__EJERCICIO 1__
Cita el fragmento del texto sobre la Panamericana que empieza por "Del Titicaca al" y sigue hasta "de tesoros perdidos.".
__EJERCICIO 2__
Responde estas preguntas con lo que dice el texto sobre la Panamericana:
(a) ¿A qué altura está el lago Titicaca?
(b) ¿Cuántos vehículos caen al vacío cada año, en promedio, en la carretera de La Paz a Coroico?
(c) ¿Cómo se llama la isla llena de cactus que está un poco más allá del hotel de sal?

__TEXTO PROPORCIONADO__
La Panamericana prosigue, a través de la cuenca amazónica, hacia el sur, hacia Porto Velho, aunque en esta región las pistas de tierra se ven derrotadas claramente por la gran autopista que de hecho es el río, donde el barco pasa a ser el transporte más común. Una vez en Perú, sin embargo, todo cambia, sobre todo cuando la selva cede paso a la contundencia de la sierra, una zona de altura con escasos árboles, en la que los incas levantaron su imperio y donde todavía dominan esos rostros hieráticos y callados de sus descendientes, que parecen resumir una resignación de siglos.
Del Titicaca al Salar de Uyuni Estamos ya en los Andes, en el territorio del cóndor, de la llama y de la chicha; en el Altiplano, donde todo parece reseco, sin vida, hasta que surge el milagro de agua del lago Titicaca, situado a 3812 metros de altura. Los indios punos construyen en él unas islas de juncos que parecen nacidas de la nada, mientras que al otro lado de la frontera, ya en territorio boliviano, la población de Copacabana, situada junto al lago, se ofrece como un lugar de reposo ideal y como un buen puerto de partida para visitar las islas del Sol y de la Luna, dignificadas por la presencia de los restos de construcciones incas y por las leyendas de tesoros perdidos.
La monotonía desolada del Altiplano se impone de nuevo al abandonar el Titicaca en dirección a La Paz, una ciudad recluida en el interior de una gran olla natural, con el barrio El Alto vigilándola y con las siluetas de los Andes nevados como telón de fondo. La carretera que va de La Paz a Coroico, por cierto, está considerada oficialmente la más peligrosa del mundo. No es que sea un galardón muy honroso, pero hay que admitir que la vista del gran abismo sobre el que avanza, casi cortado el pico en un blanco de la montaña, permite intuir que es más que merecido. Las cifras también lo avalan, ya que cada año se desploman hacia el vacío un promedio de 26 vehículos, algunos de ellos camiones o autobuses cargados de pasajeros hasta el tope. Bolivia es un país complicado para trazar una carretera, ya que las montañas dominan la parte central. El valle de Cochabamba se ofrece, sin embargo, como un oasis de eterna primavera, y la ciudad de Sucre se muestra como una agradable joya colonial. En la subida hacia Potosí, sin embargo, vuelve el vértigo de la alta montaña, ya que esa ciudad, que se justifica por sus minas de plata, está situada nada menos que a 4090 metros de altura. Vale la pena, sin embargo, continuar el viaje, ya que en la siguiente parada, Uyuni, se extiende una de las grandes maravillas de América: el Salar de Uyuni. Allí el frío se intensifica, pero la vista disfruta ante una inmensa llanura recubierta de sal, de más de 12 kilómetros cuadrados, por la que se puede circular en coche y admirar los continuos reflejos y espejismos que ofrece esta inmensidad de color blanco. Hay un hotel construido con bloques de sal en el centro, y un poco más allá, una isla maravillosa, Inca Huasi, llena de cactus enhiestos y rodeada de blanco por todas partes. Se cuenta que fue un lugar sagrado de los incas, y la verdad que no cuesta nada creerlo.

__DATOS RECOPILADOS__
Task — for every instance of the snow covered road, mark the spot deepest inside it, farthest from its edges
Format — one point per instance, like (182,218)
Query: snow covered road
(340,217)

__RESULTADO CORRECTO 1__
Del Titicaca al Salar de Uyuni Estamos ya en los Andes, en el territorio del cóndor, de la llama y de la chicha; en el Altiplano, donde todo parece reseco, sin vida, hasta que surge el milagro de agua del lago Titicaca, situado a 3812 metros de altura. Los indios punos construyen en él unas islas de juncos que parecen nacidas de la nada, mientras que al otro lado de la frontera, ya en territorio boliviano, la población de Copacabana, situada junto al lago, se ofrece como un lugar de reposo ideal y como un buen puerto de partida para visitar las islas del Sol y de la Luna, dignificadas por la presencia de los restos de construcciones incas y por las leyendas de tesoros perdidos.

__RESULTADO CORRECTO 2__
(a) A 3812 metros de altura.
(b) Un promedio de 26 vehículos.
(c) Inca Huasi.